Provided entries ::
+ + + +
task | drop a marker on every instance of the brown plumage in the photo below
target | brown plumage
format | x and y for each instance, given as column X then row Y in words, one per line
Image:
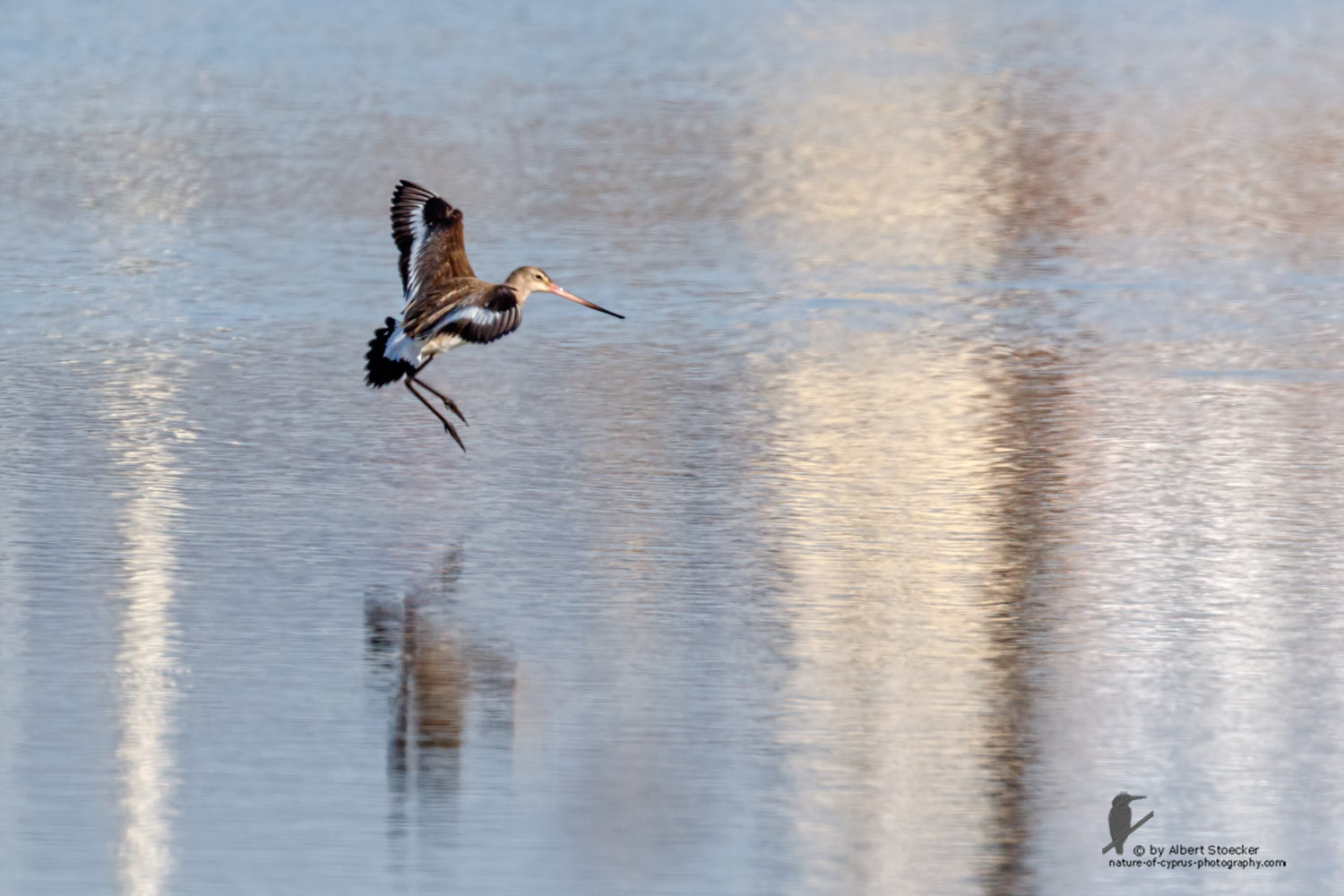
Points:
column 445, row 303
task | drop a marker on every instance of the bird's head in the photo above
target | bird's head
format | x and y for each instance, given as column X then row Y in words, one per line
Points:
column 530, row 280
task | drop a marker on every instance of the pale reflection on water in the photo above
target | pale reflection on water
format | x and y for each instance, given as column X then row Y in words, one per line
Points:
column 970, row 452
column 142, row 410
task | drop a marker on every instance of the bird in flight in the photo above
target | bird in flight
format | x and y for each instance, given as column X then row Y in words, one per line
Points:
column 445, row 303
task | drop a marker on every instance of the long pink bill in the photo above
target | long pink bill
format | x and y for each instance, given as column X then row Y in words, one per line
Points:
column 570, row 296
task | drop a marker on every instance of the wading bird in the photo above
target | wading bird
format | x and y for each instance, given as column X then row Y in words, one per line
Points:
column 445, row 304
column 1118, row 820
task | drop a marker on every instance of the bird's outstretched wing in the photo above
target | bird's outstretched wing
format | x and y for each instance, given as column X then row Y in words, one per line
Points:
column 438, row 314
column 429, row 237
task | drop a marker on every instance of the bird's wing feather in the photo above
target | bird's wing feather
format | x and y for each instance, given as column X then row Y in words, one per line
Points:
column 429, row 237
column 452, row 312
column 486, row 323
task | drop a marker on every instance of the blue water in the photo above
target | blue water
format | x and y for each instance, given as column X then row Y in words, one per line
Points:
column 970, row 450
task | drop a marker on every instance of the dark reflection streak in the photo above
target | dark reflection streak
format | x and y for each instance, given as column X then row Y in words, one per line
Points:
column 435, row 670
column 1026, row 481
column 1029, row 188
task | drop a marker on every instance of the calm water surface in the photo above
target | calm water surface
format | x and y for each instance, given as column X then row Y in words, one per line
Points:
column 970, row 452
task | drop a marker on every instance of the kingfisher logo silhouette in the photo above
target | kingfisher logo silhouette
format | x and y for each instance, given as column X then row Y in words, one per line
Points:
column 1118, row 820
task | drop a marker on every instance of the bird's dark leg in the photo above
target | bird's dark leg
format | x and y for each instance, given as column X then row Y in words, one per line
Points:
column 435, row 411
column 449, row 403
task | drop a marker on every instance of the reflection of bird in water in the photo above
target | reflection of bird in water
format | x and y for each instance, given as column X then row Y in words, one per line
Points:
column 445, row 304
column 1120, row 818
column 435, row 669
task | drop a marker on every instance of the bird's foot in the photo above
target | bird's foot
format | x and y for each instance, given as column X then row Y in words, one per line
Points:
column 451, row 405
column 453, row 433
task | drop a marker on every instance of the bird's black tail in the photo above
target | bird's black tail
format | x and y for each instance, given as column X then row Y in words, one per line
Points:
column 382, row 370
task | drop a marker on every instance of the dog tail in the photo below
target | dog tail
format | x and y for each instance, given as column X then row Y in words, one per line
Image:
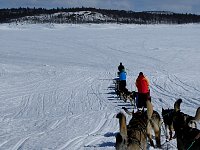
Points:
column 177, row 105
column 197, row 116
column 149, row 109
column 122, row 124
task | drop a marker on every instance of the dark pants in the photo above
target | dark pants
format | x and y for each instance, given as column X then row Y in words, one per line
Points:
column 141, row 100
column 122, row 85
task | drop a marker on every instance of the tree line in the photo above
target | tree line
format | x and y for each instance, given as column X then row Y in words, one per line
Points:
column 69, row 15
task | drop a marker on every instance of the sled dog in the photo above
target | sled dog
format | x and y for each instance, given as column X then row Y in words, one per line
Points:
column 186, row 136
column 134, row 135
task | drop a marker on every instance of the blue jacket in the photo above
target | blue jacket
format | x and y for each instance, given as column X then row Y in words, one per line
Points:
column 122, row 75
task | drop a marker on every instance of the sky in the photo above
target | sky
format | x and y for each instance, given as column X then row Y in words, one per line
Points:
column 178, row 6
column 57, row 88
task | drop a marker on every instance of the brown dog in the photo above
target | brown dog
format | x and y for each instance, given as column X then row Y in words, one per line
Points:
column 186, row 136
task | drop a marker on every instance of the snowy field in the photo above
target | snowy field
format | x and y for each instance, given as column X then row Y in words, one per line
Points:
column 56, row 81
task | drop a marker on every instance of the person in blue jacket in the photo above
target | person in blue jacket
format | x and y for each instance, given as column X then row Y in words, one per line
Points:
column 122, row 80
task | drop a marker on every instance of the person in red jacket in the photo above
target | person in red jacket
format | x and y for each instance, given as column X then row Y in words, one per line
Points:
column 142, row 85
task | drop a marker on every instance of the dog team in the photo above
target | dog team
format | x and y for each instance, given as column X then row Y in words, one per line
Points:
column 136, row 134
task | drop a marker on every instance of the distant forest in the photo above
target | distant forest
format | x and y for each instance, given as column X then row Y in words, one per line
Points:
column 70, row 15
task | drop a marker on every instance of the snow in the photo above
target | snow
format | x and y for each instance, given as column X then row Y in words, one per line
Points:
column 56, row 88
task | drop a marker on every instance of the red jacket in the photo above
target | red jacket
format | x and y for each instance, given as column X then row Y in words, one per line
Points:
column 142, row 84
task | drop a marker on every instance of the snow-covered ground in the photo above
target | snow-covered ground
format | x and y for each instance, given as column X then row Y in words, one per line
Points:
column 56, row 81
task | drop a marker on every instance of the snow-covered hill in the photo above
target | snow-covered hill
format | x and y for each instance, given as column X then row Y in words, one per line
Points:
column 56, row 82
column 67, row 17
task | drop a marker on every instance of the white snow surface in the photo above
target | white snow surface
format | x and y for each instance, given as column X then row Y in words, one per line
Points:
column 56, row 81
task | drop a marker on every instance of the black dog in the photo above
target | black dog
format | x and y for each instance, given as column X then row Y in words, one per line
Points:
column 187, row 137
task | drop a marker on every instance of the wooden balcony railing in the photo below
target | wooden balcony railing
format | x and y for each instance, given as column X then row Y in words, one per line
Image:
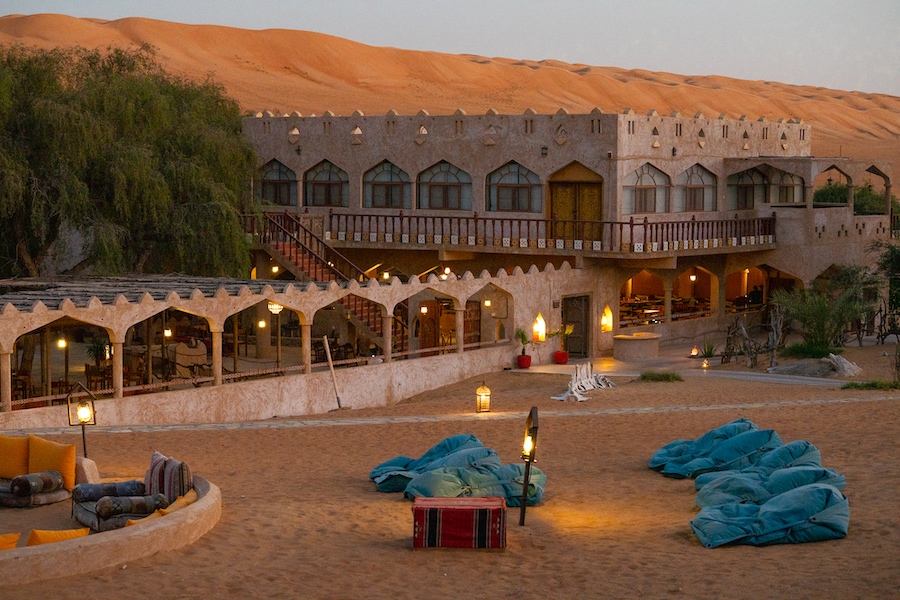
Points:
column 635, row 235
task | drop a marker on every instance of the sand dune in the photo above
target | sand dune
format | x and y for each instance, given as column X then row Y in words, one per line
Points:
column 286, row 70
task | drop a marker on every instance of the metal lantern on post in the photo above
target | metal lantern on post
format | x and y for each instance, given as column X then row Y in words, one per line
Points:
column 483, row 398
column 81, row 411
column 529, row 448
column 276, row 309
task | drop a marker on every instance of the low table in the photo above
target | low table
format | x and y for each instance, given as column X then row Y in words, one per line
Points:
column 459, row 522
column 636, row 346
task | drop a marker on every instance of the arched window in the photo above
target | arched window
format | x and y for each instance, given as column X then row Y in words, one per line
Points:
column 512, row 187
column 278, row 185
column 695, row 190
column 387, row 186
column 644, row 190
column 746, row 189
column 790, row 187
column 326, row 185
column 446, row 187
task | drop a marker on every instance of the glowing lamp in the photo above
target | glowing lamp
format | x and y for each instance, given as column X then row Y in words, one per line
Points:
column 529, row 447
column 483, row 398
column 81, row 412
column 539, row 329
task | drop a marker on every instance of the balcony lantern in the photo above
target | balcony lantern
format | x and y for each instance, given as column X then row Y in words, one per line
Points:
column 483, row 398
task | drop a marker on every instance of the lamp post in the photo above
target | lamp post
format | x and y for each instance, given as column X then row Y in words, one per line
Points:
column 81, row 411
column 529, row 447
column 483, row 398
column 276, row 309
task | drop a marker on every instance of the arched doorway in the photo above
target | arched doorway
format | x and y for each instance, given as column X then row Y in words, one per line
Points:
column 576, row 205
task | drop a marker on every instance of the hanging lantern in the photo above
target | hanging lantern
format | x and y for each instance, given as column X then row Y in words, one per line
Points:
column 483, row 398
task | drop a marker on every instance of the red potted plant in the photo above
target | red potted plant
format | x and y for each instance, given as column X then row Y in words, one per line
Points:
column 561, row 356
column 523, row 361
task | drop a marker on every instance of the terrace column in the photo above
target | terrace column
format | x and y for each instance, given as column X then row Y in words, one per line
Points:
column 667, row 302
column 306, row 347
column 217, row 355
column 387, row 325
column 5, row 382
column 117, row 359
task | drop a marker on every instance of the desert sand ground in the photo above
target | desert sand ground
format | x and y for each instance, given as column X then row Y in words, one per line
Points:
column 302, row 520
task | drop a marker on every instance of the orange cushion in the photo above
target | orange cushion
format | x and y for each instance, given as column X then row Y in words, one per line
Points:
column 14, row 453
column 47, row 536
column 180, row 502
column 44, row 455
column 8, row 541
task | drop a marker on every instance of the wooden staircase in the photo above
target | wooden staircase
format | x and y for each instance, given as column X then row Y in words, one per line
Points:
column 286, row 238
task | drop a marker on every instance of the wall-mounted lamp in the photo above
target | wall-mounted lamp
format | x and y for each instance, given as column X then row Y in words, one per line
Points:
column 539, row 329
column 483, row 398
column 81, row 411
column 529, row 448
column 606, row 319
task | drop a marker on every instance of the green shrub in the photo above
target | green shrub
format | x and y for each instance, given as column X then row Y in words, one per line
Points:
column 808, row 350
column 660, row 376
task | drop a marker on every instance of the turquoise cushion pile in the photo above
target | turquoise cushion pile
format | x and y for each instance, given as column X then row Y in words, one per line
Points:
column 753, row 489
column 459, row 465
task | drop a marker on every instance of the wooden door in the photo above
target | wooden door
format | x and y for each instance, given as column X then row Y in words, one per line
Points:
column 576, row 312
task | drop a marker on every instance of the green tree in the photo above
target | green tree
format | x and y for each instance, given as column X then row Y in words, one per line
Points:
column 825, row 311
column 866, row 201
column 887, row 265
column 148, row 171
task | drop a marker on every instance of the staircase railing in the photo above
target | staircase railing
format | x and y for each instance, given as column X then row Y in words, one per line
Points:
column 320, row 262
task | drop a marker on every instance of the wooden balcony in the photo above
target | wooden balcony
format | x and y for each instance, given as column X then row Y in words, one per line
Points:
column 638, row 235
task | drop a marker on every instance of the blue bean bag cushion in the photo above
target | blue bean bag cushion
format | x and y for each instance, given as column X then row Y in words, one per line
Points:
column 464, row 450
column 757, row 488
column 738, row 452
column 683, row 451
column 798, row 453
column 505, row 481
column 809, row 513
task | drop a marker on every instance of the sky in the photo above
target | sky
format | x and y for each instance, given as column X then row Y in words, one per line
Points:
column 839, row 44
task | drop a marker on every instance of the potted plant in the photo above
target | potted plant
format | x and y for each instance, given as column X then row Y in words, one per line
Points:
column 561, row 356
column 523, row 361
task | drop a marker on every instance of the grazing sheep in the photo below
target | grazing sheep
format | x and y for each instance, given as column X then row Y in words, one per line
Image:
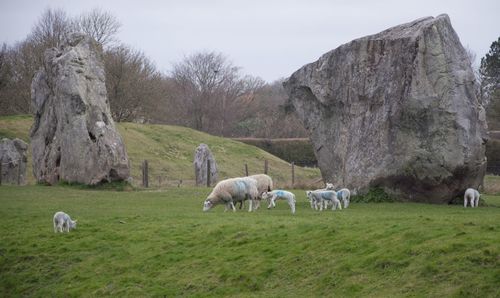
+ + + +
The task :: Report how many lines of the records above contain the word "post", and give only that number.

Response area :: 4